From the entries, return every line where the string "door" shows up.
- - - -
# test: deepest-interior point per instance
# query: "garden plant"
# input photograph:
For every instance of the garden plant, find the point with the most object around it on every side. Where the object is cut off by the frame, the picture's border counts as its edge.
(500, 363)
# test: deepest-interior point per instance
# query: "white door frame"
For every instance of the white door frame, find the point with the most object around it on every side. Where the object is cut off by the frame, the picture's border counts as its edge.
- - - -
SOLVED EXERCISE:
# query: "white door frame"
For every instance of the white door frame, find the point with the most object around it on every side. Where the object is cut off by the frame, the picture's border counts as its edge.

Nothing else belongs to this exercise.